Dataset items
◇ ◇ ◇ ◇

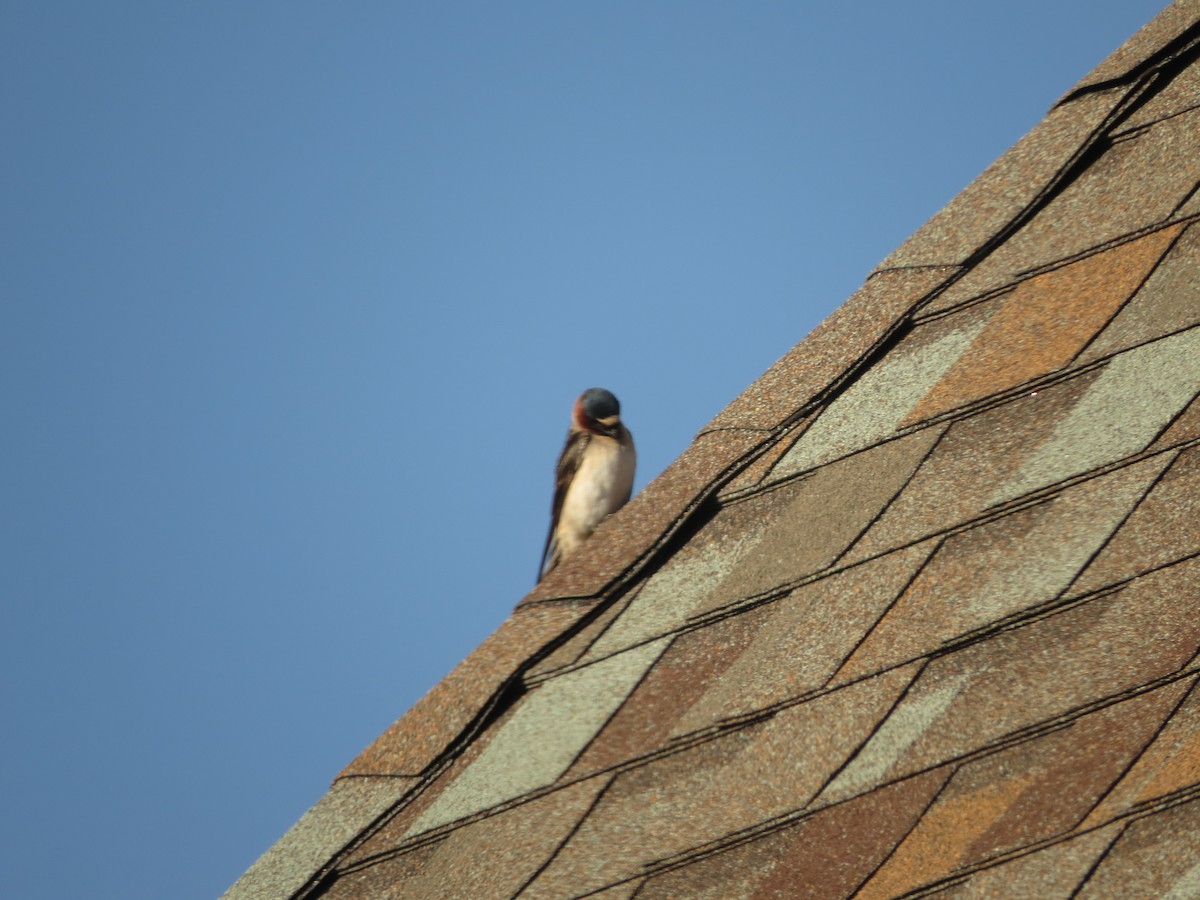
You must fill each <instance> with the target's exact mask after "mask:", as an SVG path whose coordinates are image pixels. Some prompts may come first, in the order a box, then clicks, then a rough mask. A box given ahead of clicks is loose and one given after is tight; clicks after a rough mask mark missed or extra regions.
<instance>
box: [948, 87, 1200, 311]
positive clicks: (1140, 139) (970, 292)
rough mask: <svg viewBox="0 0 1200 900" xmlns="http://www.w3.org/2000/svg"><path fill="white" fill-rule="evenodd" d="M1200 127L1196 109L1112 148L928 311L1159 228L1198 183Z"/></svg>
mask: <svg viewBox="0 0 1200 900" xmlns="http://www.w3.org/2000/svg"><path fill="white" fill-rule="evenodd" d="M1198 122H1200V109H1196V110H1192V112H1188V113H1183V114H1182V115H1178V116H1176V118H1174V119H1166V120H1165V121H1162V122H1159V124H1157V125H1154V126H1152V127H1150V128H1148V130H1147V131H1145V132H1141V133H1140V134H1136V136H1135V137H1132V138H1129V139H1127V140H1122V142H1120V143H1117V144H1116V145H1114V146H1111V148H1110V149H1109V150H1108V151H1106V152H1104V154H1103V155H1102V156H1099V158H1097V160H1096V161H1094V162H1093V163H1092V164H1091V166H1090V167H1088V168H1087V169H1086V170H1085V172H1084V173H1082V174H1081V175H1079V178H1076V179H1075V180H1074V181H1072V182H1070V184H1069V185H1067V186H1066V187H1064V188H1063V191H1062V192H1061V193H1060V194H1057V196H1056V197H1055V198H1054V199H1052V200H1051V202H1050V203H1049V204H1048V205H1046V206H1045V208H1044V209H1042V210H1039V211H1038V214H1037V215H1036V216H1033V218H1031V220H1030V221H1028V222H1027V223H1026V224H1025V226H1024V227H1022V228H1021V229H1020V230H1018V232H1016V233H1015V234H1014V235H1013V236H1012V238H1009V239H1008V240H1007V241H1004V242H1003V244H1002V245H1001V246H1000V247H998V248H997V250H996V251H995V252H994V253H991V254H990V256H989V257H988V258H985V259H983V260H982V262H980V263H979V264H978V265H976V266H974V268H973V269H972V270H971V271H970V272H968V274H967V275H965V276H964V277H962V278H960V280H959V281H956V282H955V283H954V284H953V286H952V287H950V288H949V289H948V290H946V292H944V293H942V294H941V295H940V296H938V298H937V300H936V302H934V304H931V305H930V306H929V307H928V308H929V311H935V310H942V308H949V307H952V306H954V305H955V304H959V302H962V301H965V300H968V299H971V298H974V296H980V295H983V294H986V293H990V292H992V290H996V289H998V288H1002V287H1006V286H1008V284H1010V283H1012V282H1013V281H1014V280H1015V278H1016V277H1018V276H1019V275H1020V274H1022V272H1027V271H1031V270H1034V269H1039V268H1042V266H1048V265H1051V264H1054V263H1058V262H1062V260H1066V259H1068V258H1070V257H1074V256H1076V254H1080V253H1084V252H1086V251H1090V250H1093V248H1097V247H1100V246H1103V245H1105V244H1108V242H1110V241H1116V240H1120V239H1122V238H1124V236H1128V235H1133V234H1136V233H1139V232H1141V230H1144V229H1148V228H1153V227H1156V226H1160V224H1165V223H1166V222H1168V221H1169V220H1170V218H1171V217H1172V215H1174V212H1175V209H1176V206H1178V205H1180V204H1181V203H1182V202H1183V199H1184V198H1186V197H1187V196H1188V194H1189V193H1190V192H1192V190H1193V188H1194V187H1195V185H1196V181H1198V179H1200V156H1198V155H1196V154H1194V152H1192V151H1190V146H1192V140H1193V137H1194V134H1195V132H1196V127H1198Z"/></svg>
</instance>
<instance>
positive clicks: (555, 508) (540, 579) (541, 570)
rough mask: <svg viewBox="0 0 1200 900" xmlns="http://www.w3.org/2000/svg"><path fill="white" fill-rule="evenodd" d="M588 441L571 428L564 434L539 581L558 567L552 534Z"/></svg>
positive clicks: (557, 529) (554, 482) (556, 541)
mask: <svg viewBox="0 0 1200 900" xmlns="http://www.w3.org/2000/svg"><path fill="white" fill-rule="evenodd" d="M590 439H592V436H590V434H588V432H586V431H576V430H574V428H572V430H571V431H569V432H568V434H566V443H565V444H564V445H563V452H560V454H559V455H558V466H557V467H556V468H554V503H553V506H552V508H551V512H550V533H548V534H547V535H546V547H545V550H542V552H541V565H540V566H539V568H538V580H539V581H541V578H544V577H545V576H546V572H548V571H550V570H551V569H553V568H554V566H556V565H558V544H557V541H556V539H554V533H556V532H557V530H558V517H559V516H560V515H562V512H563V500H565V499H566V488H568V487H570V486H571V481H572V480H574V479H575V473H576V472H578V470H580V461H581V460H582V458H583V451H584V450H586V449H587V445H588V442H589V440H590Z"/></svg>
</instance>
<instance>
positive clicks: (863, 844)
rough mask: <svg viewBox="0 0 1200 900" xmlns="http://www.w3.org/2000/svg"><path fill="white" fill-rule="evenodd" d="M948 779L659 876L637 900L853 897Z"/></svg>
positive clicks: (896, 783)
mask: <svg viewBox="0 0 1200 900" xmlns="http://www.w3.org/2000/svg"><path fill="white" fill-rule="evenodd" d="M948 774H949V773H948V770H935V772H930V773H925V774H924V775H917V776H914V778H911V779H905V780H904V781H899V782H896V784H894V785H888V786H887V787H883V788H880V790H878V791H874V792H871V793H869V794H865V796H863V797H858V798H856V799H854V800H852V802H850V803H842V804H838V805H835V806H828V808H826V809H823V810H821V811H818V812H816V814H815V815H812V816H810V817H806V818H804V820H802V821H800V822H799V823H797V824H794V826H791V827H788V828H785V829H782V830H779V832H772V833H770V834H768V835H767V836H764V838H760V839H757V840H754V841H751V842H748V844H742V845H738V846H737V847H734V848H732V850H730V851H726V852H724V853H718V854H715V856H710V857H707V858H704V859H701V860H698V862H696V863H694V864H691V865H689V866H686V868H684V869H679V870H677V871H672V872H667V874H665V875H660V876H658V877H653V878H650V880H649V882H648V883H647V886H646V888H644V889H643V890H642V893H641V894H638V900H667V899H673V898H688V899H689V900H732V899H733V898H754V899H755V900H768V898H776V899H778V900H804V899H809V900H823V899H824V898H835V896H850V895H851V894H852V893H853V892H854V888H856V887H857V886H858V884H860V883H862V882H863V881H865V880H866V877H868V875H870V872H871V870H872V869H874V868H875V866H876V865H878V864H880V863H881V862H882V860H883V859H884V857H887V854H888V853H889V852H890V851H892V848H893V847H894V846H895V845H896V844H898V842H899V841H900V839H901V838H902V836H904V835H905V833H906V832H907V830H908V829H910V828H912V826H913V823H914V822H916V821H917V818H918V817H919V816H920V814H922V811H923V810H924V809H925V806H926V805H928V804H929V802H930V800H931V799H932V798H934V796H935V794H936V793H937V791H938V790H940V788H941V787H942V785H943V784H944V782H946V779H947V775H948Z"/></svg>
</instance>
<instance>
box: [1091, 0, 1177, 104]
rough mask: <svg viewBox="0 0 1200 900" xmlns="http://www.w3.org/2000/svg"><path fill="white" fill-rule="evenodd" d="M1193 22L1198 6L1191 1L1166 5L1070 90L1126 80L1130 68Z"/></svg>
mask: <svg viewBox="0 0 1200 900" xmlns="http://www.w3.org/2000/svg"><path fill="white" fill-rule="evenodd" d="M1196 22H1200V7H1198V6H1196V4H1195V1H1194V0H1176V2H1172V4H1169V5H1168V6H1166V8H1164V10H1163V11H1162V12H1160V13H1158V16H1156V17H1154V18H1153V19H1151V20H1150V22H1148V23H1147V24H1145V25H1144V26H1142V28H1141V29H1139V30H1138V32H1136V34H1135V35H1133V37H1130V38H1129V40H1128V41H1126V42H1124V43H1122V44H1121V46H1120V47H1118V48H1117V49H1116V50H1114V52H1112V53H1111V54H1110V55H1108V56H1105V59H1104V60H1103V61H1102V62H1100V64H1099V65H1098V66H1096V68H1093V70H1092V71H1091V72H1088V73H1087V74H1086V76H1085V77H1084V78H1082V79H1081V80H1080V82H1079V83H1078V84H1076V85H1075V86H1074V88H1073V89H1072V91H1076V90H1080V89H1082V88H1086V86H1090V85H1097V84H1102V83H1104V82H1110V80H1112V79H1115V78H1122V77H1127V76H1128V74H1129V72H1130V71H1132V70H1133V68H1135V67H1136V66H1138V65H1140V64H1142V62H1145V61H1146V60H1148V59H1150V58H1151V56H1153V55H1154V54H1157V53H1159V52H1160V50H1162V49H1163V48H1164V47H1165V46H1166V44H1169V43H1170V42H1171V41H1172V40H1175V38H1176V37H1177V36H1178V35H1180V34H1181V32H1183V31H1184V30H1187V29H1188V28H1190V26H1192V25H1194V24H1195V23H1196Z"/></svg>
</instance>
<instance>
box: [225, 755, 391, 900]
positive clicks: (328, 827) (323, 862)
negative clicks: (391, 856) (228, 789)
mask: <svg viewBox="0 0 1200 900" xmlns="http://www.w3.org/2000/svg"><path fill="white" fill-rule="evenodd" d="M414 782H415V780H414V779H404V778H353V779H342V780H340V781H335V782H334V786H332V787H330V788H329V792H328V793H326V794H325V796H324V797H322V798H320V799H319V800H317V803H316V804H313V806H312V808H311V809H310V810H308V811H307V812H305V814H304V816H301V817H300V821H299V822H296V823H295V824H294V826H292V828H289V829H288V832H287V834H284V835H283V836H282V838H280V840H278V841H276V842H275V845H274V846H272V847H271V848H270V850H268V851H266V852H265V853H264V854H263V856H262V857H259V858H258V862H256V863H254V864H253V865H252V866H251V868H250V869H248V870H247V871H246V874H245V875H242V876H241V877H240V878H239V880H238V881H236V883H234V886H233V887H230V888H229V889H228V890H227V892H226V893H224V894H223V895H222V900H275V899H276V898H281V896H290V895H292V894H294V893H295V892H296V890H299V889H300V888H301V887H304V884H305V882H307V881H308V880H310V878H311V877H312V876H313V875H316V874H317V872H318V871H320V869H323V868H324V866H325V864H326V863H328V862H329V859H330V858H331V857H334V856H335V854H337V853H338V852H341V851H342V848H343V847H344V846H346V845H347V844H349V841H350V840H353V839H354V838H355V836H356V835H358V834H359V832H361V830H362V829H364V828H366V827H367V826H368V824H371V822H373V821H374V820H376V818H378V817H379V816H380V815H383V814H384V812H385V811H386V810H388V809H389V808H390V806H391V805H392V804H395V803H396V802H397V800H398V799H400V798H401V797H403V794H404V793H406V792H407V791H409V790H410V788H412V787H413V785H414Z"/></svg>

◇ ◇ ◇ ◇

» WHAT THE TASK ASKS: Arrange the rows from their start through the line containing "positive clicks: (1140, 139) (970, 292)" as a JSON list of strings, one string per line, with blank lines dropped and both ends included. Leave the pictures out of the answer.

» TASK ANSWER:
[
  "You must fill each <instance> with the target's exact mask after \"mask:\", as an SVG path whose coordinates are image pixels. Some prompts may come first, in the order a box, then clicks, then a rough mask. A box given ahead of clicks is loose and one given after is tight; clicks after a rough mask mark missed or extra regions.",
  "<instance>",
  "box: [948, 87, 1200, 311]",
  "positive clicks: (1140, 139) (970, 292)"
]